### What this task involves
From first line to last, the records below are to be duplicated exactly.

====== Given records

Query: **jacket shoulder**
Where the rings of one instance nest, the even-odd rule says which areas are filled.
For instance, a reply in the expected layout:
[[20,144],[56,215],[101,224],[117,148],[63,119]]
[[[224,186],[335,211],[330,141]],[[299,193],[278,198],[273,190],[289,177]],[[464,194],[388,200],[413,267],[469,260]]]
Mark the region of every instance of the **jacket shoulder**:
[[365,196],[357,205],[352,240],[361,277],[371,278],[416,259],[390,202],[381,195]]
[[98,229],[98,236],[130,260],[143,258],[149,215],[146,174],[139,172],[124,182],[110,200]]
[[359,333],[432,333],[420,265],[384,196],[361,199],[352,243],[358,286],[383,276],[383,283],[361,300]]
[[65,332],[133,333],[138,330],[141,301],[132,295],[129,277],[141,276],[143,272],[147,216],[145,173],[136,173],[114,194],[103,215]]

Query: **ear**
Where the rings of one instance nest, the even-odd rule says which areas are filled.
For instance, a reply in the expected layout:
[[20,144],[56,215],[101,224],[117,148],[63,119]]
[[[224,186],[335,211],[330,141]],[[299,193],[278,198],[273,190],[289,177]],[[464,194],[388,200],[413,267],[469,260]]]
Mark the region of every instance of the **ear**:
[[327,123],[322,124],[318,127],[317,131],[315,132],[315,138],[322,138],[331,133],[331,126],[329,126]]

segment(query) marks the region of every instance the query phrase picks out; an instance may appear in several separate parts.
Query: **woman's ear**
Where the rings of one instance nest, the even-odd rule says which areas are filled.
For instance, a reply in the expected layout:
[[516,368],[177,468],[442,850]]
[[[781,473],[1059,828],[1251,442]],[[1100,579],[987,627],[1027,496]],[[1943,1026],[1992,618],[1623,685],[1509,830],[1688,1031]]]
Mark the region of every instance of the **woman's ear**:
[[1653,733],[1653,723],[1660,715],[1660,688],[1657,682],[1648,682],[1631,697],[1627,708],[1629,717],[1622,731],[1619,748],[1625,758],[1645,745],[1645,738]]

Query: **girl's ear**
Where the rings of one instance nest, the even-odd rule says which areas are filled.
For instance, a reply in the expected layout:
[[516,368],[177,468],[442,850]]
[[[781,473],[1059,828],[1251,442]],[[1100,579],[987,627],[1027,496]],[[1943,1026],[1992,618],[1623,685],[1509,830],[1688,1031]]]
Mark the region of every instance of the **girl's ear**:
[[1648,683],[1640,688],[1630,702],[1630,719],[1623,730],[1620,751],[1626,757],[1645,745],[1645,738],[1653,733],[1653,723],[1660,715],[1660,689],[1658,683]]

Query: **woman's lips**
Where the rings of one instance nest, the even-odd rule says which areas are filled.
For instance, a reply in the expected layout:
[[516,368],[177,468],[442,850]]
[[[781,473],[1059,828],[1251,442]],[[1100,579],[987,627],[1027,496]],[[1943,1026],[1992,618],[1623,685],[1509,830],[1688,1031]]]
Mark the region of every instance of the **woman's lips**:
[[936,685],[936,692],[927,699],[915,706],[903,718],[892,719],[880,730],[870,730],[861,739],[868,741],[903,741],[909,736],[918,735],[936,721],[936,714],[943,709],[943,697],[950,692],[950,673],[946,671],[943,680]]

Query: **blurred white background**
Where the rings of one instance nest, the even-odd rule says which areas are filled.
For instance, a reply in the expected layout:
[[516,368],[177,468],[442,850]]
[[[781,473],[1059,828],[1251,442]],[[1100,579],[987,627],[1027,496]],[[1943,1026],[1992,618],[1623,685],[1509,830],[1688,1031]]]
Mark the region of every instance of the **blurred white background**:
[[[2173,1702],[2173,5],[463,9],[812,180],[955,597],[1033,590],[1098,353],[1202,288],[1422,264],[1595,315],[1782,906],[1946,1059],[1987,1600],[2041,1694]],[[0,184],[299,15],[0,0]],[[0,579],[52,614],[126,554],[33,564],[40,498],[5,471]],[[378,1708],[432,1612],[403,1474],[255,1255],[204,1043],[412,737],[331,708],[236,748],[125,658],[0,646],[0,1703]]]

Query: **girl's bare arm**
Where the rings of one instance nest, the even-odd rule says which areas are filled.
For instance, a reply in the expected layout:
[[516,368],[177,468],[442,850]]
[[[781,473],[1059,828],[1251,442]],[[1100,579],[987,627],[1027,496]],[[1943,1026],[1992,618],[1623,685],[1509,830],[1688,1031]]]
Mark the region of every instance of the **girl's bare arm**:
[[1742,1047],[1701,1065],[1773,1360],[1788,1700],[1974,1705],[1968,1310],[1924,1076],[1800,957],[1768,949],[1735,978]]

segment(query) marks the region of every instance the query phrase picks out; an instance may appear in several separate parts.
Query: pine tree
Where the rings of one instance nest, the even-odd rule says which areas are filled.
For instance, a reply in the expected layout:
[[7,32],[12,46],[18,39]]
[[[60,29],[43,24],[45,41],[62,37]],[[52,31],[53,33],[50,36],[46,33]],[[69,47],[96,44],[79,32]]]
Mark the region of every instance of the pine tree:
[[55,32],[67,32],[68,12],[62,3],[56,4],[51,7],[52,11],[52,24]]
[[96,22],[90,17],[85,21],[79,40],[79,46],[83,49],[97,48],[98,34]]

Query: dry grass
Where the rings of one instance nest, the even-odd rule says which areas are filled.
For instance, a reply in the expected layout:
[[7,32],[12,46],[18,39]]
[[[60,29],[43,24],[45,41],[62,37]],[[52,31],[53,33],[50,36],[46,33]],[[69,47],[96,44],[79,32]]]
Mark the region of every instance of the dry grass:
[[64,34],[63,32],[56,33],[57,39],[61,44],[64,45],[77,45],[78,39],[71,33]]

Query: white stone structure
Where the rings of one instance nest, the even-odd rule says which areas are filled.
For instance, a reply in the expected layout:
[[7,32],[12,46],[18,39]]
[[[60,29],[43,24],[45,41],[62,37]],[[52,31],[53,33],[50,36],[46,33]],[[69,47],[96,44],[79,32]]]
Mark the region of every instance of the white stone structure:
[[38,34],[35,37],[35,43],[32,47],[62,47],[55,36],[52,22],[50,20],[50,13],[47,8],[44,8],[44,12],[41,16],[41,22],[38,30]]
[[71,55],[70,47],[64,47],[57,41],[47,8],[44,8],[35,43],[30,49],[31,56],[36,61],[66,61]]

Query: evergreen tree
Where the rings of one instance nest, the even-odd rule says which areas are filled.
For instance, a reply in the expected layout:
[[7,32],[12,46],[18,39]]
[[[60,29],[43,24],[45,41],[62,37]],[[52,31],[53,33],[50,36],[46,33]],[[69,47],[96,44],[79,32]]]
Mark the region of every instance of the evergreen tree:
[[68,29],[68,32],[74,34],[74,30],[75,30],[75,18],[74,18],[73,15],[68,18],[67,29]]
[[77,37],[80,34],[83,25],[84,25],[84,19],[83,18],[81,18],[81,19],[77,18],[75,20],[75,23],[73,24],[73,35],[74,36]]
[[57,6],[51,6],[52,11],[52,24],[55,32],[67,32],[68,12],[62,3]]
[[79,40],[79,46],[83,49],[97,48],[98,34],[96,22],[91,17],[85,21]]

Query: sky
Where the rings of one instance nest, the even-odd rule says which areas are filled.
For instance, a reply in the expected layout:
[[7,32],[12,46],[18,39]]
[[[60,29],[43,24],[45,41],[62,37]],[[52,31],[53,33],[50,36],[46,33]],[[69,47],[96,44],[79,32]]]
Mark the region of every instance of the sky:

============

### Response to this task
Query: **jacket shoulder**
Where the rings of one instance nest, the even-odd rule says which areas are filled.
For instance, a reply in the expected layout:
[[20,144],[56,215],[101,224],[117,148],[63,119]]
[[[224,186],[335,211],[330,141]],[[299,193],[278,198],[273,190],[289,177]],[[464,194],[388,200],[413,267],[469,260]]]
Mark the region of every instance of the **jacket shoulder**:
[[365,196],[357,205],[352,240],[361,277],[371,278],[416,259],[390,202],[381,195]]
[[98,229],[98,236],[130,260],[143,258],[149,215],[146,174],[139,172],[124,182],[110,200]]
[[359,333],[432,333],[420,265],[384,196],[361,199],[352,243],[358,286],[383,276],[383,283],[361,300]]
[[65,332],[133,333],[138,330],[141,301],[132,295],[129,277],[141,276],[143,272],[147,216],[145,173],[136,173],[114,194],[103,215]]

Query: **ear**
Where the rings of one instance nest, the even-odd rule says which areas are filled.
For instance, a reply in the expected layout:
[[20,144],[56,215],[101,224],[117,148],[63,119]]
[[[224,186],[335,211],[330,141]],[[299,193],[278,198],[273,190],[289,177]],[[464,194],[388,200],[413,267],[469,260]]]
Mark the region of every instance of the **ear**:
[[327,123],[322,124],[318,127],[317,131],[315,132],[315,138],[322,138],[331,133],[331,126],[329,126]]

segment(query) marks the region of every instance the query phrase picks out; an instance may appear in several separate parts.
Query: **woman's ear**
Where the rings of one instance nest, the even-odd rule says which areas are filled.
For instance, a reply in the expected layout:
[[516,368],[177,468],[442,850]]
[[[781,473],[1059,828],[1251,442]],[[1100,579],[987,627],[1027,496]],[[1943,1026],[1992,618],[1623,685],[1509,830],[1688,1031]]]
Mark the region of every instance of the **woman's ear**:
[[1653,733],[1653,723],[1660,715],[1660,688],[1657,682],[1648,682],[1631,697],[1627,708],[1629,717],[1622,731],[1619,748],[1625,758],[1645,745],[1645,738]]

Query: **girl's ear**
Where the rings of one instance nest, the even-odd rule says which areas are filled.
For instance, a reply in the expected layout:
[[516,368],[177,468],[442,850]]
[[[781,473],[1059,828],[1251,442]],[[1100,579],[987,627],[1027,496]],[[1943,1026],[1992,618],[1623,685],[1509,830],[1688,1031]]]
Mark the region of every instance of the **girl's ear**:
[[1648,683],[1640,688],[1630,702],[1630,719],[1623,730],[1620,751],[1626,757],[1645,745],[1645,738],[1653,733],[1653,723],[1660,715],[1660,689],[1658,683]]

Query: **woman's lips**
Where the rings of one instance nest, the even-odd rule says which areas are filled.
For instance, a reply in the expected layout:
[[516,368],[177,468],[442,850]]
[[[781,473],[1059,828],[1251,442]],[[1100,579],[987,627],[1027,496]],[[1943,1026],[1992,618],[1623,685],[1509,830],[1688,1031]]]
Mark the region of every instance of the **woman's lips**:
[[936,685],[936,692],[927,699],[915,706],[903,718],[892,719],[880,730],[870,730],[861,739],[868,741],[903,741],[909,736],[918,735],[936,721],[936,714],[943,709],[943,697],[950,692],[950,673],[946,671],[943,680]]

Query: **blurred white background**
Where the rings of one instance nest, the even-odd rule says which areas are filled.
For instance, a reply in the expected layout:
[[516,368],[177,468],[442,850]]
[[[781,473],[1059,828],[1251,442]],[[1100,579],[987,627],[1027,496]],[[1943,1026],[1992,618],[1623,685],[1509,830],[1688,1031]]]
Mark the region of every instance of the **blurred white background**:
[[[2173,1702],[2173,5],[463,9],[812,180],[955,597],[1033,590],[1098,353],[1202,288],[1422,264],[1595,315],[1782,906],[1946,1059],[1987,1600],[2041,1694]],[[0,184],[299,15],[0,0]],[[0,579],[52,614],[126,554],[33,564],[40,498],[5,471]],[[378,1708],[432,1612],[403,1474],[255,1255],[204,1043],[412,737],[331,708],[236,748],[125,658],[0,646],[0,1703]]]

Query: **girl's bare arm**
Where the rings of one instance nest, the even-odd rule says which areas are filled.
For instance, a reply in the expected layout:
[[516,368],[177,468],[442,850]]
[[[781,473],[1059,828],[1251,442]],[[1100,579],[987,627],[1027,496]],[[1943,1026],[1992,618],[1623,685],[1509,830],[1688,1031]]]
Mark the region of every instance of the **girl's bare arm**:
[[1742,1047],[1701,1065],[1773,1360],[1788,1700],[1974,1705],[1968,1310],[1924,1076],[1800,957],[1768,949],[1735,978]]

segment(query) marks the region of every instance the query phrase picks out; an instance may appear in several separate parts.
Query: pine tree
Where the rings of one instance nest, the even-odd rule says which areas are filled.
For instance, a reply in the expected layout:
[[7,32],[12,46],[18,39]]
[[[60,29],[43,24],[45,41],[62,37]],[[52,31],[53,33],[50,36],[46,33]],[[69,47],[96,44],[79,32]]]
Mark the region of every instance of the pine tree:
[[55,32],[67,32],[68,12],[62,3],[56,4],[51,7],[52,11],[52,24]]
[[96,22],[90,17],[85,21],[79,40],[79,46],[83,49],[97,48],[98,34]]

Query: dry grass
Where the rings of one instance nest, the even-odd rule says which areas are filled.
For instance, a reply in the expected layout:
[[7,32],[12,46],[18,39]]
[[[60,29],[43,24],[45,41],[62,37]],[[52,31],[53,33],[50,36],[46,33]],[[69,47],[96,44],[79,32]]]
Mark the region of every instance of the dry grass:
[[64,34],[63,32],[56,33],[57,39],[61,44],[64,45],[77,45],[78,39],[71,33]]

Query: white stone structure
Where the rings of one instance nest, the even-odd rule says which areas are filled.
For instance, a reply in the expected layout:
[[7,32],[12,46],[18,39]]
[[[60,29],[43,24],[45,41],[62,37]],[[52,31],[53,33],[50,36],[46,33]],[[69,47],[96,44],[79,32]]]
Mark the region of every instance of the white stone structure:
[[38,34],[35,37],[35,43],[32,47],[62,47],[55,36],[52,22],[50,20],[50,13],[47,8],[44,8],[44,12],[41,16],[41,22],[38,30]]
[[71,55],[70,47],[64,47],[57,41],[47,8],[44,8],[35,43],[30,49],[31,56],[36,61],[66,61]]

Query: evergreen tree
Where the rings of one instance nest, the even-odd rule says which areas are filled.
For instance, a reply in the expected layout:
[[7,32],[12,46],[18,39]]
[[[60,29],[43,24],[45,41],[62,37]],[[52,31],[53,33],[50,36],[46,33]],[[69,47],[96,44],[79,32]]]
Mark the region of every instance of the evergreen tree:
[[68,29],[68,32],[74,34],[74,30],[75,30],[75,18],[74,18],[73,15],[68,18],[67,29]]
[[77,37],[80,34],[83,25],[84,25],[84,19],[83,18],[81,18],[81,19],[77,18],[75,20],[75,23],[73,24],[73,35],[74,36]]
[[57,6],[51,6],[52,11],[52,24],[55,32],[67,32],[68,12],[62,3]]
[[79,40],[79,46],[83,49],[97,48],[98,34],[96,22],[91,17],[85,21]]

Query: sky
Where the rings of one instance nest, the even-odd rule says which areas are filled.
For instance, a reply in the expected layout:
[[7,32],[12,46],[18,39]]
[[[60,29],[43,24],[45,41],[62,37]],[[52,31],[53,33],[50,36],[46,33]],[[69,47],[96,44],[79,32]]]
Mark the region of every instance of the sky:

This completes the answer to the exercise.